• **WORK REQUIRED**
Every line in the records below between the one holding "Mark the woman carrying" and the one holding "Mark the paved", inclusive, is to be set down exactly; all other lines are to be left out.

[Region pointing data]

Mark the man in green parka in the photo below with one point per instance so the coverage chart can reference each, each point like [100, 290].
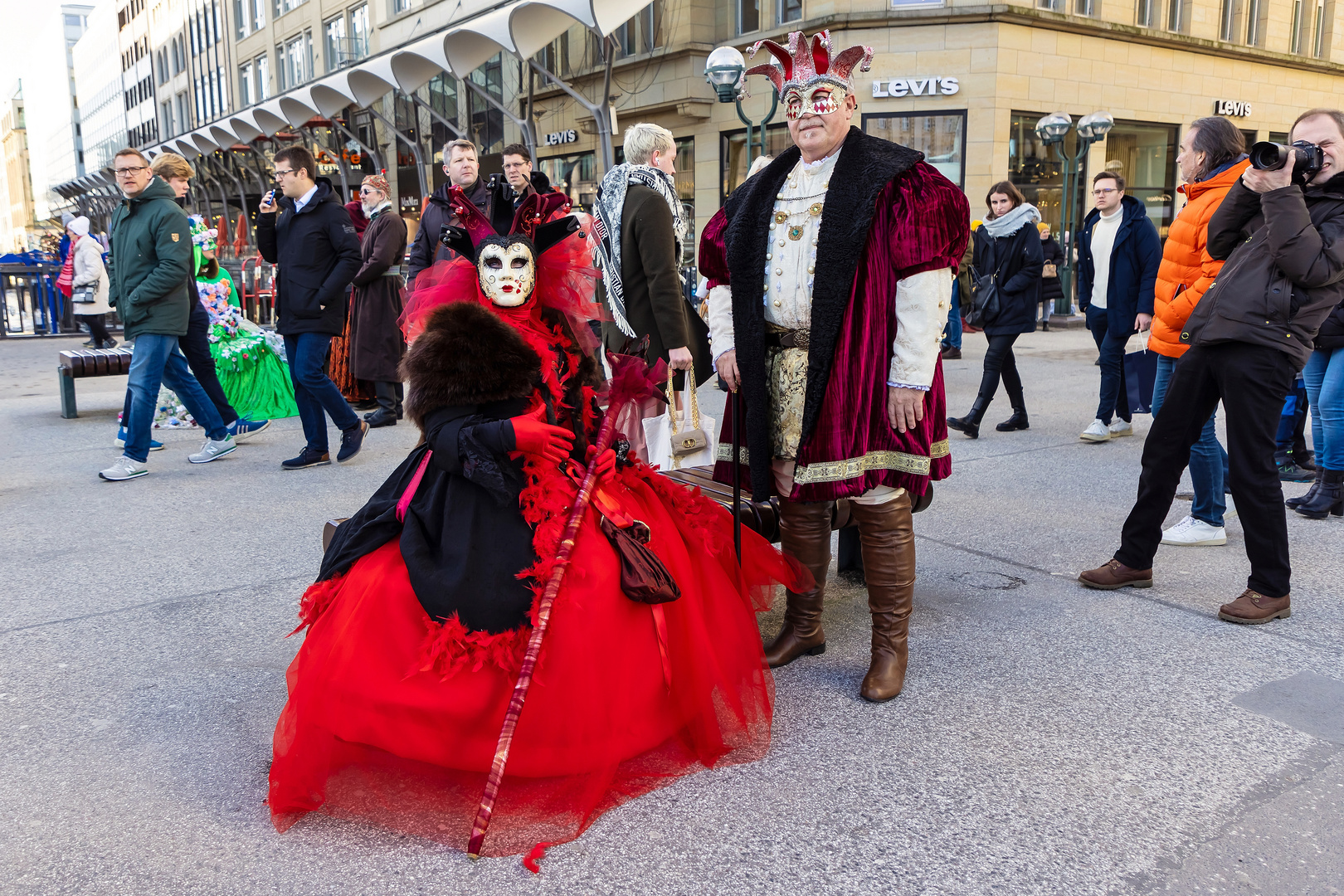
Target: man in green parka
[149, 269]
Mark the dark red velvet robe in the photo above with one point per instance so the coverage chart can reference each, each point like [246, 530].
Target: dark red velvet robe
[888, 215]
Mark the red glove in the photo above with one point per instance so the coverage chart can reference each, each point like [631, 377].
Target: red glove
[605, 464]
[541, 440]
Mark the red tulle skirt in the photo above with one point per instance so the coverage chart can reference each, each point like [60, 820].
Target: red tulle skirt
[377, 730]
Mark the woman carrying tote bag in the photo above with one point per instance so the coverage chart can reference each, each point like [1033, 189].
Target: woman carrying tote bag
[1008, 246]
[89, 285]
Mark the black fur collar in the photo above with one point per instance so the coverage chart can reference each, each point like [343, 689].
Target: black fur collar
[866, 165]
[466, 355]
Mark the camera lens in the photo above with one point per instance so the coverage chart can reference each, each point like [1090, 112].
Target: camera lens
[1268, 156]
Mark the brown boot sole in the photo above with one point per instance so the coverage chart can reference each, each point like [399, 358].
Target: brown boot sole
[1283, 614]
[1136, 583]
[810, 652]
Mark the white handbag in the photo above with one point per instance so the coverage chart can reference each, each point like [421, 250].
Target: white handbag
[674, 442]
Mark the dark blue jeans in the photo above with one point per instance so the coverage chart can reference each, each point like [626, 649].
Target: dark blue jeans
[158, 362]
[1207, 458]
[952, 334]
[1114, 398]
[314, 394]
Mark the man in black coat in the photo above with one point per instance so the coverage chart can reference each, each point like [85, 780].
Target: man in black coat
[1249, 336]
[463, 169]
[312, 242]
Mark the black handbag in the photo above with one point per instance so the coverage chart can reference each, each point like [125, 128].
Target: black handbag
[984, 306]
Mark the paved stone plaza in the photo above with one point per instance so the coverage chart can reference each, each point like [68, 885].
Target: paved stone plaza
[1050, 739]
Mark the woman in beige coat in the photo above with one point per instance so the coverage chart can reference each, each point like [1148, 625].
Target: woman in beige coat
[89, 270]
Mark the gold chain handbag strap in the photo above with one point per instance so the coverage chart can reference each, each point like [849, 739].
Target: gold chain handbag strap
[695, 405]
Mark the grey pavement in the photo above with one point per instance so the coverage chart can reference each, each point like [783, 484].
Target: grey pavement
[1050, 739]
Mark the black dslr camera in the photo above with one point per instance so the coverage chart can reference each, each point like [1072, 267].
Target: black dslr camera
[1268, 156]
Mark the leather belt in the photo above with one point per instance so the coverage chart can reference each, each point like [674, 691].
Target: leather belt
[788, 338]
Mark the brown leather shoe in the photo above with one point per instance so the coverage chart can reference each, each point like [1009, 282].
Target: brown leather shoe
[806, 535]
[888, 536]
[1116, 575]
[1254, 609]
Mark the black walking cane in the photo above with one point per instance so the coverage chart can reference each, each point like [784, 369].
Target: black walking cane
[737, 473]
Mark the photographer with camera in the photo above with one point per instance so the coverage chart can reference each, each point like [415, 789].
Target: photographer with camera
[1281, 232]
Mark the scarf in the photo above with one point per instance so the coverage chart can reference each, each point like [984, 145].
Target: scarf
[611, 203]
[65, 282]
[1012, 222]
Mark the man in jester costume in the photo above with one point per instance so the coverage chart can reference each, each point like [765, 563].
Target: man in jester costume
[830, 275]
[249, 360]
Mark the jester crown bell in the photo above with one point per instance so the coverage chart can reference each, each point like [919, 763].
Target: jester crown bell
[808, 65]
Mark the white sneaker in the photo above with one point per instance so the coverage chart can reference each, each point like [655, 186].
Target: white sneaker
[124, 468]
[212, 450]
[1191, 533]
[1098, 431]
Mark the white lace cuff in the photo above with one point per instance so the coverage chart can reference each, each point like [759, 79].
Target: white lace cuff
[721, 321]
[923, 303]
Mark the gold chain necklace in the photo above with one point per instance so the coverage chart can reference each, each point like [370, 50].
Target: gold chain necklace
[796, 230]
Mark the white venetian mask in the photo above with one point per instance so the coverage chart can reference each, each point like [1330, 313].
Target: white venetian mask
[509, 271]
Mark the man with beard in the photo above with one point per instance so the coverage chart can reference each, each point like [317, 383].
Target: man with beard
[830, 275]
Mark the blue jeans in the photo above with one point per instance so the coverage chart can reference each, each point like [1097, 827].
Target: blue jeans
[952, 334]
[158, 360]
[1324, 375]
[1207, 458]
[1114, 399]
[314, 390]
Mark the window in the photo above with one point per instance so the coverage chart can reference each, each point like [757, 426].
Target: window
[941, 136]
[245, 91]
[335, 32]
[641, 34]
[733, 153]
[1255, 12]
[572, 176]
[749, 17]
[359, 32]
[295, 61]
[262, 78]
[1144, 153]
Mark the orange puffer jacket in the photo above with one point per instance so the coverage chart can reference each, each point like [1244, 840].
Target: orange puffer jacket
[1187, 269]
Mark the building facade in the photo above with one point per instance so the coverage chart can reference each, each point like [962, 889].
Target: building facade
[17, 218]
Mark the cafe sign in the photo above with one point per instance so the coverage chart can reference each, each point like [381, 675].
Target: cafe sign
[884, 88]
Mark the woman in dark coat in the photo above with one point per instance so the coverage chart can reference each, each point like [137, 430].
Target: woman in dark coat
[1051, 289]
[375, 338]
[1007, 246]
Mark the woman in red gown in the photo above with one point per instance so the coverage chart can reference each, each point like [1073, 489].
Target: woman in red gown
[421, 613]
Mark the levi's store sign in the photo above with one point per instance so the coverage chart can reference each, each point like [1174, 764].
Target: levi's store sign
[914, 86]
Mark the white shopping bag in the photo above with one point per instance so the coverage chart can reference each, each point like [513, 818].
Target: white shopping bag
[676, 442]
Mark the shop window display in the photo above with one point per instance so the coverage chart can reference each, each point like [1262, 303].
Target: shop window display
[938, 134]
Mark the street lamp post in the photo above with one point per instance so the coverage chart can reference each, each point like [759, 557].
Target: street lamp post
[1053, 129]
[724, 71]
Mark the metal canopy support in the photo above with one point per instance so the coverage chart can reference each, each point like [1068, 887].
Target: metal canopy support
[371, 152]
[528, 137]
[413, 144]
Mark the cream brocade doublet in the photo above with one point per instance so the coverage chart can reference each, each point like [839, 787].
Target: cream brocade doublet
[791, 262]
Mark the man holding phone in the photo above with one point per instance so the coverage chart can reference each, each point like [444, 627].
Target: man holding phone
[308, 236]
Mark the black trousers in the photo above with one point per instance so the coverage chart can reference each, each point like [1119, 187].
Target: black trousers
[1252, 382]
[1001, 364]
[195, 345]
[97, 327]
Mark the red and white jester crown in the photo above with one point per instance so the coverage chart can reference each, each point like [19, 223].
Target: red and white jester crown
[806, 67]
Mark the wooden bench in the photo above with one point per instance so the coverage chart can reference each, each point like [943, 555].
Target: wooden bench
[89, 362]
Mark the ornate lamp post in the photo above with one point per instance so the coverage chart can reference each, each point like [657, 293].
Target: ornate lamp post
[724, 71]
[1051, 130]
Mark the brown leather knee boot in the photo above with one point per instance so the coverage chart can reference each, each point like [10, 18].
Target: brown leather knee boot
[889, 564]
[806, 535]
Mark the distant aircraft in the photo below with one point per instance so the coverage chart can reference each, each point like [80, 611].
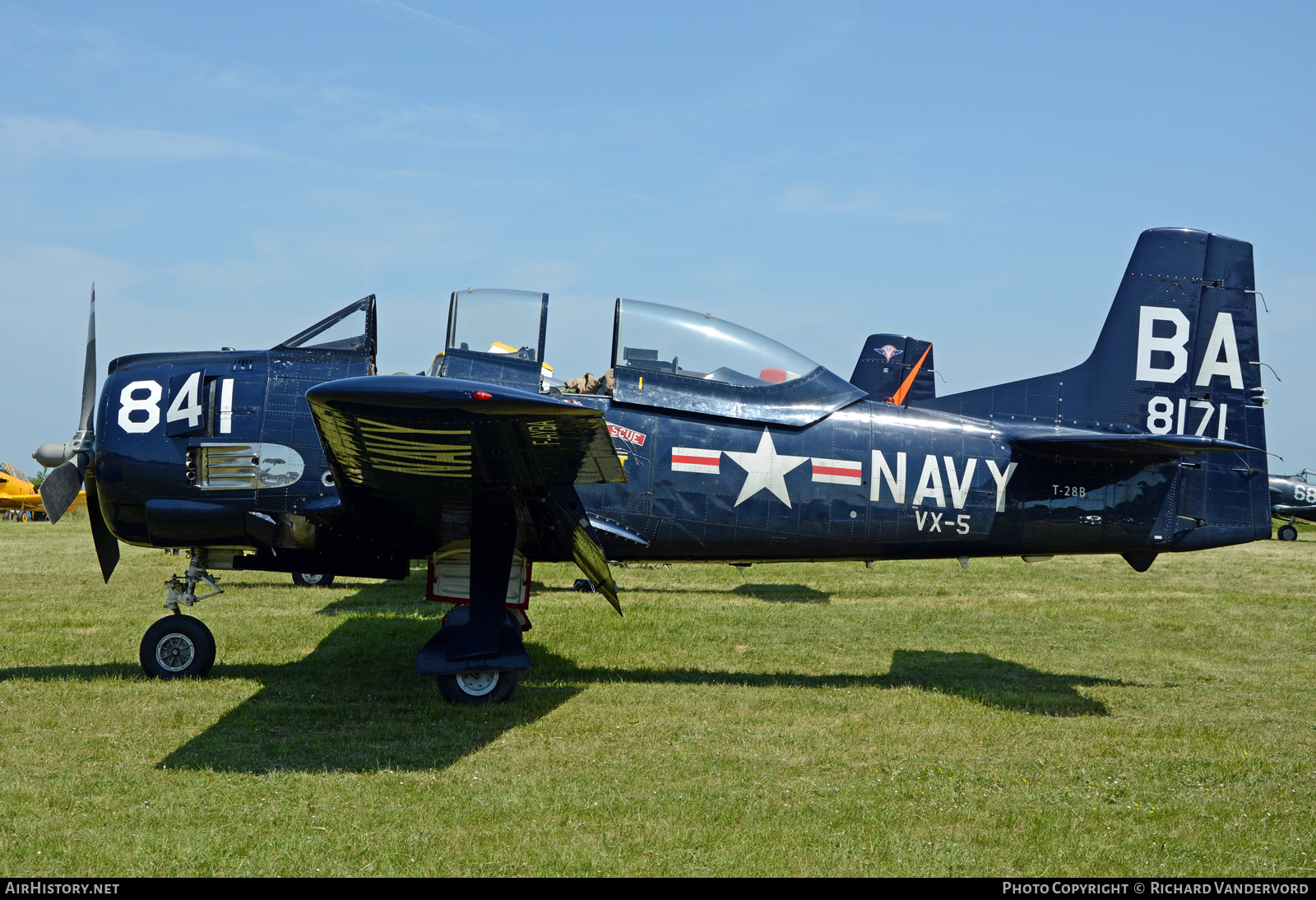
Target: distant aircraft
[1293, 498]
[17, 495]
[715, 443]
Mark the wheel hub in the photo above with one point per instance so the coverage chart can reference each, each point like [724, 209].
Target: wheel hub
[477, 684]
[175, 652]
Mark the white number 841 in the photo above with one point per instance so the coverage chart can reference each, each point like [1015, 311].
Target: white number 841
[188, 404]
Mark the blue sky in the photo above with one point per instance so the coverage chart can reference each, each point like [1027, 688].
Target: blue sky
[971, 174]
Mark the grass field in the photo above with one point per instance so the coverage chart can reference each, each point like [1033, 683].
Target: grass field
[1068, 717]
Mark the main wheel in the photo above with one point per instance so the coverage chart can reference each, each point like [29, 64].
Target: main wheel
[480, 687]
[178, 647]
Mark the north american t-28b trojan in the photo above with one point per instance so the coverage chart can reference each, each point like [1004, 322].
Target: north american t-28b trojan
[714, 443]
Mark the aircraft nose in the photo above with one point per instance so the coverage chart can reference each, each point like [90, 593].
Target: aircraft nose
[50, 454]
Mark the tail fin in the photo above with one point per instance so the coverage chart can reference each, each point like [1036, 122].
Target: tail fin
[1178, 355]
[895, 368]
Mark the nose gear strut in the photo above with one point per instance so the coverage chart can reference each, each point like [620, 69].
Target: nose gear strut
[182, 591]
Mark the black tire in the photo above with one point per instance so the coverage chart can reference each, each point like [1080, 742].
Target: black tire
[178, 647]
[474, 687]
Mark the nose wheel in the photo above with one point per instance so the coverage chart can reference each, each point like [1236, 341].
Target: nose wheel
[480, 687]
[177, 647]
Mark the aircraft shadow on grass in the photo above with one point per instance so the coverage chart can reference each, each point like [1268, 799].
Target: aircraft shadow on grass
[355, 704]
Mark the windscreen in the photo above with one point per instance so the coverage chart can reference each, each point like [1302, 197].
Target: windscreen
[660, 338]
[497, 322]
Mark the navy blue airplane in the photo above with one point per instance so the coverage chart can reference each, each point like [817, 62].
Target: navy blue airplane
[1293, 498]
[704, 441]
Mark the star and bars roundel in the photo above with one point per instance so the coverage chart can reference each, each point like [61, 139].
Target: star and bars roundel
[767, 469]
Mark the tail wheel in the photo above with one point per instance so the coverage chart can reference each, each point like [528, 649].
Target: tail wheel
[480, 687]
[178, 647]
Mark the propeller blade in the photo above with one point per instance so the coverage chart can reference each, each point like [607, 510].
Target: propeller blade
[59, 487]
[107, 545]
[90, 369]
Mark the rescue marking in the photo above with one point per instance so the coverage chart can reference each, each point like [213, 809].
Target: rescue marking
[627, 434]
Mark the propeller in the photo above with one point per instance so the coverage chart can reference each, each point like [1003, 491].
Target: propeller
[72, 459]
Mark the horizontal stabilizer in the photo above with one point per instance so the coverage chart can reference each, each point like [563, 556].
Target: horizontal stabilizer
[1086, 445]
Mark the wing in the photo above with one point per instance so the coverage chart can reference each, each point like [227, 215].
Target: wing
[411, 456]
[1076, 443]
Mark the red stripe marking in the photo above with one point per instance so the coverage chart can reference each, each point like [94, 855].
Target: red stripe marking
[833, 470]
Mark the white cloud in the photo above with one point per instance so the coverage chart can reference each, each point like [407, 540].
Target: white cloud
[460, 32]
[36, 137]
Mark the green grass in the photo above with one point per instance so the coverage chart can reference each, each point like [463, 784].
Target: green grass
[1066, 717]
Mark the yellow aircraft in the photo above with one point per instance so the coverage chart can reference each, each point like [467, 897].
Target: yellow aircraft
[19, 496]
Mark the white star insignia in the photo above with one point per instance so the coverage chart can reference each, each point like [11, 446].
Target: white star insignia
[765, 469]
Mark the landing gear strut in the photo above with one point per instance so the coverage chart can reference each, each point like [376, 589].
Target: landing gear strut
[178, 645]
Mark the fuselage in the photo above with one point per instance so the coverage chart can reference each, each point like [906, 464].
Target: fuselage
[866, 482]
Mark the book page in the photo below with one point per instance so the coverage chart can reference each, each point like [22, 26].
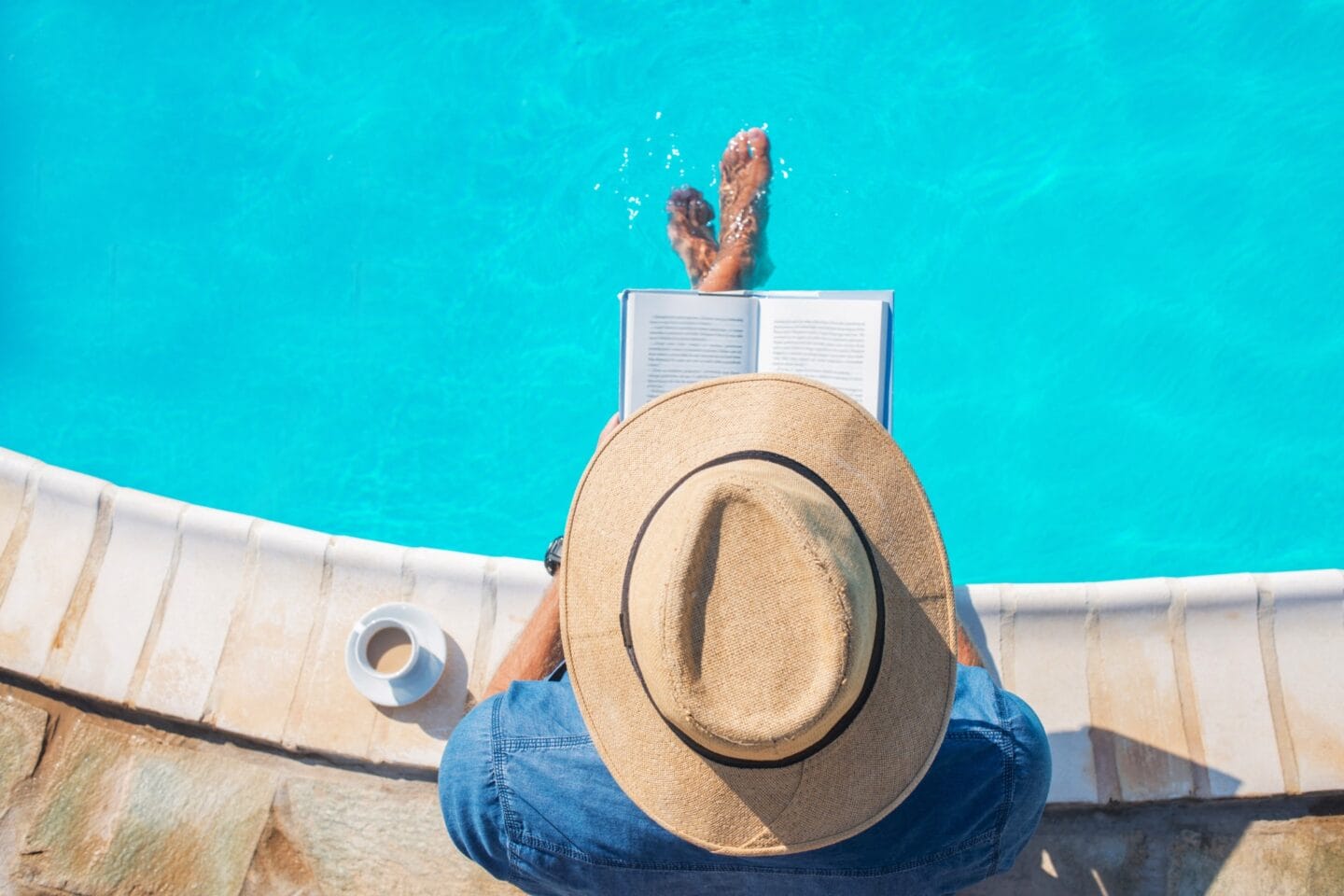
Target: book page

• **ANSWER SPACE**
Mark the woman carrying tote bag in the photo above with one point per instance so the coverage chart can reference each, each point like [1033, 189].
Target: woman carrying tote bag
[1008, 246]
[89, 285]
Mark the black fur collar in the photo above with one point per instance so the coverage chart can reference each, each point like [343, 689].
Target: black fur collar
[866, 165]
[466, 355]
Mark the camera lens in the photo above with one point per instance so the coverage chart can reference each, each point like [1090, 112].
Target: camera lens
[1268, 156]
Mark the brown boot sole in the photo above with one point per instance so the coverage chart can reference each, each point like [399, 358].
Target: brown boot sole
[1283, 614]
[1136, 583]
[810, 652]
Mark the white handbag in the photo above with one point per instance so the coverage chart can reference each, each point like [421, 250].
Target: white handbag
[674, 442]
Mark the dark blue jeans in the photo above with one point per instance so the coverage chart can reference each, each point like [626, 649].
Target: dark blue jeans
[158, 362]
[1207, 458]
[952, 334]
[1114, 398]
[314, 394]
Mark the man in black coat in the photo above with one point per instance so the coverage chart can reference each, each point like [85, 780].
Target: man in black coat
[1249, 336]
[463, 169]
[312, 242]
Mark the black handbag in the photo above with one point per instance so the coverage chart can reference each, each point like [125, 128].
Target: black handbag
[984, 306]
Mark the paved stone plaza in the photo above with one point per instance so the coverage chart can reference each, each point like [68, 885].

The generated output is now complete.